Go through the data below and return each line containing the word "vanity".

Excerpted records START

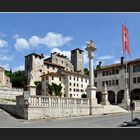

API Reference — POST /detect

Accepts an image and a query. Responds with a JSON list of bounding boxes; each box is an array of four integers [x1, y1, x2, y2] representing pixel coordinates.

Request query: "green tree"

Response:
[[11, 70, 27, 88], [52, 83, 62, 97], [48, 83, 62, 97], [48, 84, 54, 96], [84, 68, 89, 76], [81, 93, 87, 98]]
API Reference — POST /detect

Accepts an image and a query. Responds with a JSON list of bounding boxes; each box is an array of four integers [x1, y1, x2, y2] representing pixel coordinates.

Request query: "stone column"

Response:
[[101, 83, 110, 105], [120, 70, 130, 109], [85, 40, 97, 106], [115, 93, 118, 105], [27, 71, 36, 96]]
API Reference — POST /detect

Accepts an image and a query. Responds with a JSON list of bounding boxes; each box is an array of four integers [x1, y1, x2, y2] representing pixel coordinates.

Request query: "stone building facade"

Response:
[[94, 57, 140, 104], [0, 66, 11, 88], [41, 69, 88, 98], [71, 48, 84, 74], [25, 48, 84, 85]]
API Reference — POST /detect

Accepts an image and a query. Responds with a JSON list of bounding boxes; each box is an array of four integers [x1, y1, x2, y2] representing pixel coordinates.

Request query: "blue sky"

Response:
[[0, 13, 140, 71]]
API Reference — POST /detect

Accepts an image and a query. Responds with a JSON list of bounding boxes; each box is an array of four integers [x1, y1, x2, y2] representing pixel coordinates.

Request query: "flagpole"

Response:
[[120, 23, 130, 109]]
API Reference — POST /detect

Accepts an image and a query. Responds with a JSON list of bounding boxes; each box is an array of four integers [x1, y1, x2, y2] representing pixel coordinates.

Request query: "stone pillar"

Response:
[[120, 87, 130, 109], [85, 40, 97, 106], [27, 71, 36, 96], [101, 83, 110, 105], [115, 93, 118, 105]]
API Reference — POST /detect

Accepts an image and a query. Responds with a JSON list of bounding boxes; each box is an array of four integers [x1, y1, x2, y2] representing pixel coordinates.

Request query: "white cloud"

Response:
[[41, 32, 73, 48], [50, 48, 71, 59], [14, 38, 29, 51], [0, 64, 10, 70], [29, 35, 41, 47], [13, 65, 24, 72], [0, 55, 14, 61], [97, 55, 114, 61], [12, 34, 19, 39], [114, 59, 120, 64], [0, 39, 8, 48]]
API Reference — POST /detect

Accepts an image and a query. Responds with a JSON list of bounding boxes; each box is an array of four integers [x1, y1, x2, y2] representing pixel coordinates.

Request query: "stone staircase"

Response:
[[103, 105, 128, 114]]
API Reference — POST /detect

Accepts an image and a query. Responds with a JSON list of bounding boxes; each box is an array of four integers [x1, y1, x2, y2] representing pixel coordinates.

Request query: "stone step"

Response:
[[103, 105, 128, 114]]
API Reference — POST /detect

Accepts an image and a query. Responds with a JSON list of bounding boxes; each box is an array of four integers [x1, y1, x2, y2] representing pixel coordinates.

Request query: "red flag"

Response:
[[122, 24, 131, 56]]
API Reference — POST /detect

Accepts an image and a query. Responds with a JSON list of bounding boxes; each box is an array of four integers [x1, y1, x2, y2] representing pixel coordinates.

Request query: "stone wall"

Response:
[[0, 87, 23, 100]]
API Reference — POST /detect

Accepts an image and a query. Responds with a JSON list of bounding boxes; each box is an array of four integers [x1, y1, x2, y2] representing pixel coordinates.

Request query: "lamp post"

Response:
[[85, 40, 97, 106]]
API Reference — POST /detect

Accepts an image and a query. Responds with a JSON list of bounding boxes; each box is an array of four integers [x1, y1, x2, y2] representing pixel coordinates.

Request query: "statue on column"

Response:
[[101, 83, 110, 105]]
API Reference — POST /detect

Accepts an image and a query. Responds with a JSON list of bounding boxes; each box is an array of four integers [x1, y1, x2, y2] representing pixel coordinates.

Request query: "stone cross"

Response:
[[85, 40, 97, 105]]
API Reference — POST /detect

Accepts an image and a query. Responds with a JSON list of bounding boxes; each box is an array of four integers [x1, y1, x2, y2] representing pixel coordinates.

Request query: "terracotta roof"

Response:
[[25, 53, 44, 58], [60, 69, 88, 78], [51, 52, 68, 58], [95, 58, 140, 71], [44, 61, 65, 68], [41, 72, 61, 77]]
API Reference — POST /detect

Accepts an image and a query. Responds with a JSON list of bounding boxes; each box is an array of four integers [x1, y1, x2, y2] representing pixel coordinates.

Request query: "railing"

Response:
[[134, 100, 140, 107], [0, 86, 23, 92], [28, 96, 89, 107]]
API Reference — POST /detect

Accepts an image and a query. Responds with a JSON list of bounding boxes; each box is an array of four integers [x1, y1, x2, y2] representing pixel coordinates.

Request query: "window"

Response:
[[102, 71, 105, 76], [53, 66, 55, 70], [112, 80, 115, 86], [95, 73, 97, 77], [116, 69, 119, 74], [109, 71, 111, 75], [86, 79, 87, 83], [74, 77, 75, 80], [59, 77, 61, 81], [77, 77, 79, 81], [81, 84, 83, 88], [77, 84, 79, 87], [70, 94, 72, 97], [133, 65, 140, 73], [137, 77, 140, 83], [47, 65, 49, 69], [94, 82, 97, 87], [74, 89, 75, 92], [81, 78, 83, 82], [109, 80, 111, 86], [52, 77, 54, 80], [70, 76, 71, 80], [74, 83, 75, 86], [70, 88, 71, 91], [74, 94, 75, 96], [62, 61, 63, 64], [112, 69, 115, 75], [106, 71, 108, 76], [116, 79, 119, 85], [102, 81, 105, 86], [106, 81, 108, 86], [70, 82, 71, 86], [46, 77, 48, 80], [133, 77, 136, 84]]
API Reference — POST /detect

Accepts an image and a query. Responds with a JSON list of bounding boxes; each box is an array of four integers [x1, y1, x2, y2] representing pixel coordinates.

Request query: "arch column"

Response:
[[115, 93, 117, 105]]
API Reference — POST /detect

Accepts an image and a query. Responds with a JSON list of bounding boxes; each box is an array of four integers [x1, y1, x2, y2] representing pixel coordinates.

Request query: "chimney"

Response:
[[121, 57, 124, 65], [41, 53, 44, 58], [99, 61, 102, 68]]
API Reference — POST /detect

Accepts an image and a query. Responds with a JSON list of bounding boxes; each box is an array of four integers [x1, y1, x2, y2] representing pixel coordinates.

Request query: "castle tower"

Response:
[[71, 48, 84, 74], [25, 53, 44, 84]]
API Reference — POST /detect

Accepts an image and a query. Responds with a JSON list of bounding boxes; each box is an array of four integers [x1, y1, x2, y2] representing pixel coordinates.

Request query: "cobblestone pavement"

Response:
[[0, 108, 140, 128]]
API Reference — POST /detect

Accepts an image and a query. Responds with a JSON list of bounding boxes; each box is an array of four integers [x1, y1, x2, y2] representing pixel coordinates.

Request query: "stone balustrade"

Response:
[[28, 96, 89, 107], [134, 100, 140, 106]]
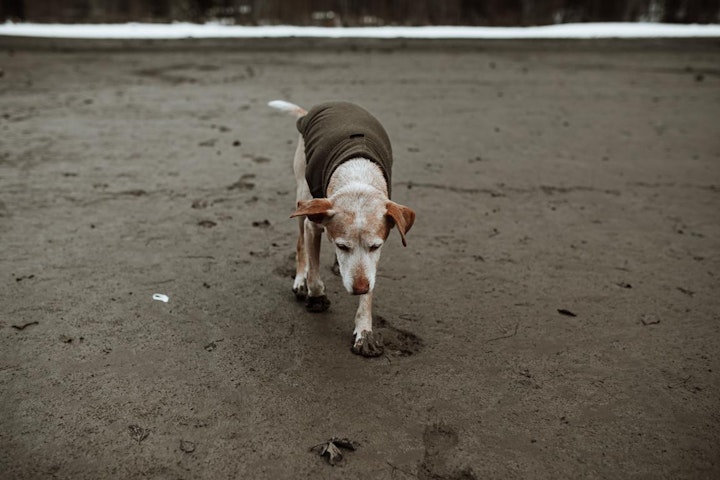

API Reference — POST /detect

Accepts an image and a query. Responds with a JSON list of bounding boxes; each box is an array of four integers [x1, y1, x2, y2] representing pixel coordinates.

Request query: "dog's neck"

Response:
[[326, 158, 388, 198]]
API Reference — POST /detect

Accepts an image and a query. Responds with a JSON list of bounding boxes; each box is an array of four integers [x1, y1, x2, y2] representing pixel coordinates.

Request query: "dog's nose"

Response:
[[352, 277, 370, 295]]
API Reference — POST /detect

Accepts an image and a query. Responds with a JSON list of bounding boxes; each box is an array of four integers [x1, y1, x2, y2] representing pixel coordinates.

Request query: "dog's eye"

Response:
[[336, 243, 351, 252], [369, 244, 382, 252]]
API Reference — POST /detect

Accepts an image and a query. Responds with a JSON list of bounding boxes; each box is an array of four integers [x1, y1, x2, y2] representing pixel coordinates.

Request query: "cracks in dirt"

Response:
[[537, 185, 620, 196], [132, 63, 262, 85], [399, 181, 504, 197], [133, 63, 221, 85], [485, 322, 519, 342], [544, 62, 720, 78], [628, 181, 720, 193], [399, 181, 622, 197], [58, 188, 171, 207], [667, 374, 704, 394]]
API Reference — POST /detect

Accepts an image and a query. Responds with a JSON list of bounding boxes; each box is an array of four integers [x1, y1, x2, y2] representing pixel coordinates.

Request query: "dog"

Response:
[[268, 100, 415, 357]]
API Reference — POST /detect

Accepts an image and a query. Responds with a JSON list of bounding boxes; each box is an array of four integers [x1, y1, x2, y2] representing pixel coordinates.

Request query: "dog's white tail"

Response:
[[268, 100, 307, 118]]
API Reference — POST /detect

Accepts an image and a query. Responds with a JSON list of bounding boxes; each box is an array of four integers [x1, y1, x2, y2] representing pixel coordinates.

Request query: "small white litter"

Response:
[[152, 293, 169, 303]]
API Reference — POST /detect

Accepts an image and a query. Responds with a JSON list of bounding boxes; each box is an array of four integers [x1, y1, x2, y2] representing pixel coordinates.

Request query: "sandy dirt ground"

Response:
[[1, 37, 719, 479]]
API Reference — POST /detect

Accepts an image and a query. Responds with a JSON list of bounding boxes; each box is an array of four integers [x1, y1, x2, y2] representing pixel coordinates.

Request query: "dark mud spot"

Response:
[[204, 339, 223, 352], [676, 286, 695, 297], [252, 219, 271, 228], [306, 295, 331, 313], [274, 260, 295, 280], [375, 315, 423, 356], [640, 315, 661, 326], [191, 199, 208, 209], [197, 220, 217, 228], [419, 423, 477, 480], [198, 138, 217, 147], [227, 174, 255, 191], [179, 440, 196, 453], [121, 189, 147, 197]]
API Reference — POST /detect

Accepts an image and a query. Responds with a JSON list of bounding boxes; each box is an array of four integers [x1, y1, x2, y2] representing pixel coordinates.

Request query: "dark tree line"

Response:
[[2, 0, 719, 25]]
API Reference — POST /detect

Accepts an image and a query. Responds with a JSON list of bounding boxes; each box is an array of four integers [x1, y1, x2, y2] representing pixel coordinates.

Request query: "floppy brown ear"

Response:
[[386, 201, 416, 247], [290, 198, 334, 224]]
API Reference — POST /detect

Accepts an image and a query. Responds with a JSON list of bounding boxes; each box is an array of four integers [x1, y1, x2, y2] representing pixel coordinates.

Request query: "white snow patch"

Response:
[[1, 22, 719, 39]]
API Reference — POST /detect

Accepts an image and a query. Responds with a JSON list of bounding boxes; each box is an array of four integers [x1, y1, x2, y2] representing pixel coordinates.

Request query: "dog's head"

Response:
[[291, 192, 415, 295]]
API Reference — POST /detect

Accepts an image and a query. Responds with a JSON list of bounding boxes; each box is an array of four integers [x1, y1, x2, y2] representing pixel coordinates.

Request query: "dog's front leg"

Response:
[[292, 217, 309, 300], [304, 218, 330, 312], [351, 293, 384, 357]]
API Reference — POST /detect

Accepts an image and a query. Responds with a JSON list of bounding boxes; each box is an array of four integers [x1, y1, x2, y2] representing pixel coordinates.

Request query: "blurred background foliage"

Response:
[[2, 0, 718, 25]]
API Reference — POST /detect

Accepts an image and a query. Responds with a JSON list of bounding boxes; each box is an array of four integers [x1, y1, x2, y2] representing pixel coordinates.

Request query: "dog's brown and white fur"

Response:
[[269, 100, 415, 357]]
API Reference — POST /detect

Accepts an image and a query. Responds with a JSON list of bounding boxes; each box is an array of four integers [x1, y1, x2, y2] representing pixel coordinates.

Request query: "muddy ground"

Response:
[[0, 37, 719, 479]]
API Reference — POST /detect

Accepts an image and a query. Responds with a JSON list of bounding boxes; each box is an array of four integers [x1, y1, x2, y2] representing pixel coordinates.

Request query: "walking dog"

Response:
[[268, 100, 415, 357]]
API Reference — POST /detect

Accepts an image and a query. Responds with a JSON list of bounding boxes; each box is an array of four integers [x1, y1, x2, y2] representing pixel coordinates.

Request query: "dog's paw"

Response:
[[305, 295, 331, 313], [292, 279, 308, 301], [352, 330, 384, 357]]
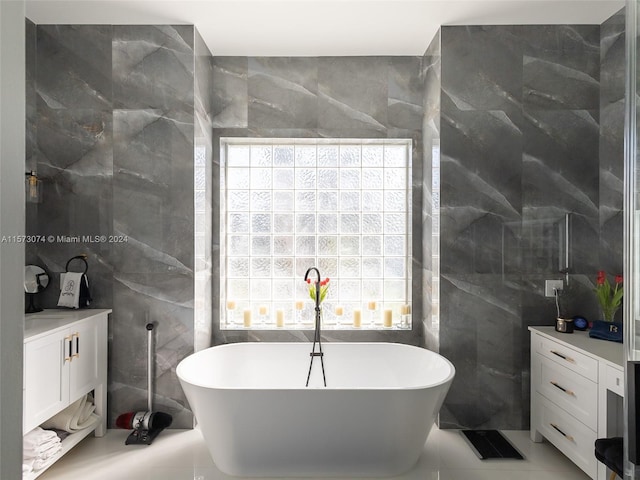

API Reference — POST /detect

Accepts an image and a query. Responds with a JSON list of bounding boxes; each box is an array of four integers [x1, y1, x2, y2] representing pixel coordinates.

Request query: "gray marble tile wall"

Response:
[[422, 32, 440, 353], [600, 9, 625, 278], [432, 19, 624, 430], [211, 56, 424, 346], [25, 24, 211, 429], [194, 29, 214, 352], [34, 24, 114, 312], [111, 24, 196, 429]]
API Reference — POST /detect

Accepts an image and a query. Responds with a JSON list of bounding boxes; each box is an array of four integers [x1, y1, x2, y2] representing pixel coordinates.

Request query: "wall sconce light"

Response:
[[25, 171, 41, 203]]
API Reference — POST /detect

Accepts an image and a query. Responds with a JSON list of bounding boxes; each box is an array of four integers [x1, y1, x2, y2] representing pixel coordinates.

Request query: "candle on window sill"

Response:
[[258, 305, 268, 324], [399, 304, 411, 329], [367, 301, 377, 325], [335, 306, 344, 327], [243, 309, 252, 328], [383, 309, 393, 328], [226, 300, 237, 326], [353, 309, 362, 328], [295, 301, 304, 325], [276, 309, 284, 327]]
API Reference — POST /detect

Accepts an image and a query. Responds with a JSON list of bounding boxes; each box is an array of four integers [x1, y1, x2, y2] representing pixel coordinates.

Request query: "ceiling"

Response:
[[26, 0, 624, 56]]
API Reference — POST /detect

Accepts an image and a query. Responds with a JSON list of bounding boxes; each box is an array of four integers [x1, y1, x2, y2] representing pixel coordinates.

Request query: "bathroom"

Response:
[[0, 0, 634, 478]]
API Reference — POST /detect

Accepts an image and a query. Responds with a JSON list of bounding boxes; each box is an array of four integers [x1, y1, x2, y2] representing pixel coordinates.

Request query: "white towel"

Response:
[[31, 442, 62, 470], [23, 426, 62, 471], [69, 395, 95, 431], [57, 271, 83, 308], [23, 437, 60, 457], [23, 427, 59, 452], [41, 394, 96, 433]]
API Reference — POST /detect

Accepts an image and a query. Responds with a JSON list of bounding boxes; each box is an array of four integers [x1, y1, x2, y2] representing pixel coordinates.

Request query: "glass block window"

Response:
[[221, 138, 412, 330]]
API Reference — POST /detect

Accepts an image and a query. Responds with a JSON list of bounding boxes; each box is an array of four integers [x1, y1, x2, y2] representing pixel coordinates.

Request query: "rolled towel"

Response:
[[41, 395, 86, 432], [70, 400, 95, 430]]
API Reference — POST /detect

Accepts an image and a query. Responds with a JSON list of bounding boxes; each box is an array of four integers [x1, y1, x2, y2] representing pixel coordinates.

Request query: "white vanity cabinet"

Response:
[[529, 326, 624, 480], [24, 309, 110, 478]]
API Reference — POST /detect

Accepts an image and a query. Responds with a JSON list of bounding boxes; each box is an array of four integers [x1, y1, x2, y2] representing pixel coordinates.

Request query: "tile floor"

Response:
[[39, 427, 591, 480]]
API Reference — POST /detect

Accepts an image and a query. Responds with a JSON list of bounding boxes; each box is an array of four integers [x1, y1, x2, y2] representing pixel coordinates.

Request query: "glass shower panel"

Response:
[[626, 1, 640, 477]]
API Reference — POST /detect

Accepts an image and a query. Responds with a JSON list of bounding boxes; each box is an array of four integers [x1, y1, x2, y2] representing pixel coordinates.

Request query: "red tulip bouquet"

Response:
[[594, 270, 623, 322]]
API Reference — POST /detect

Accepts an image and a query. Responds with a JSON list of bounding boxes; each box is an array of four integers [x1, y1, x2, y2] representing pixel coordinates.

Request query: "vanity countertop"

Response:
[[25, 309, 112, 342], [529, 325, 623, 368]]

Excerpted records END

Answer for this exercise:
Request query: "white vanity cabinet"
Request query: "vanity countertop"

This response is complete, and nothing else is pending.